Au Mali, depuis de longs mois, le front social chauffe et des secteurs aussi importants que la santé, l’éducation, la justice – pour ne citer que ceux-là – sont régulièrement secoués par des mouvements de grèves. En ce début d’année, on assiste à des grèves en cascade. Les magistrats, les enseignants, les inspecteurs de travail, et depuis hier, les médecins, sont en grève.
A l’allure où vont les choses, l’administration malienne risque d’être aux arrêts. Pour preuve, au moins quatre corporations sont grèves. Certaine d’entre elles sont mêmes en grève illimitée. C’est le cas des magistrats (Syndicat Autonome de la magistrature (SAM) et Syndicat libre de la Magistrature (Sylima)) et du comité Syndical national de l’enseignement supérieur (Snesup) de l’Ecole Normale supérieure (Ensup). En plus de ces deux grèves illimitées, le Syndicat des médecins du Mali (Syméma) est en grève de 48 heures depuis hier jeudi 2 février 2017. A cela s’ajoute le préavis de grève du Comité Syndical des Services du Travail (CSST) déposé sur la table du gouvernement depuis le 24 janvier 2017.

──────────────────────────────

## Consignes
- A) Répondez aux questions suivantes sur l'extrait consacré aux grèves au Mali.
(i) Quels secteurs le premier paragraphe cite-t-il comme régulièrement secoués par des mouvements de grève ?
(ii) Quelle est la durée de la grève du Syndicat des médecins du Mali (Syméma), et depuis quand a-t-elle commencé ?
(iii) À quelle date le Comité Syndical des Services du Travail (CSST) a-t-il déposé son préavis de grève sur la table du gouvernement ?
- B) Reprenez l'extrait sur les grèves au Mali à partir de sa dernière phrase et poursuivez-le en un paragraphe.

──────────────────────────────

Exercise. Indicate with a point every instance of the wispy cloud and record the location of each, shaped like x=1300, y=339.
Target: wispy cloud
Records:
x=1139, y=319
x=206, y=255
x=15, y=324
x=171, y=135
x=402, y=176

──────────────────────────────

## Réponses par consigne
- A)
(i) La santé, l'éducation et la justice.
(ii) Elle dure 48 heures et a commencé le jeudi 2 février 2017.
(iii) Le 24 janvier 2017.

- B)
En ce début d’année, le front social renoue avec l’ébullition. Le ton fut donné par le Comité Syndical des Services du Travail (CSST) qui a observé une grève de cent vingt heures (120 heures) du lundi 16 janvier 2017 au vendredi 20 janvier 2017 sur toute l’étendue du territoire national. Après cette grève de 5 jours, le comité syndical des services du travail ne décolère toujours pas. Ces responsables viennent de déposer un nouveau préavis de grève de 10 jours, allant du lundi 06 février à 00 heures au vendredi 10 février 2017 à 00 heures et du lundi 13 février à 00h au vendredi 17 février 2017 à 00h sur toute l’étendue du territoire national, sur la table du gouvernement. Le Comité Syndical des Services du Travail exige l’application immédiate de tous les points d’accord du Protocole d’accord du 29 juillet 2011 et du Procès-verbal de conciliation du 05 avril 2016, et l’adoption immédiate du projet de décret « en souffrance » portant primes et indemnités accordées aux Inspecteurs et Contrôleurs du Travail ainsi qu’à leurs assistants.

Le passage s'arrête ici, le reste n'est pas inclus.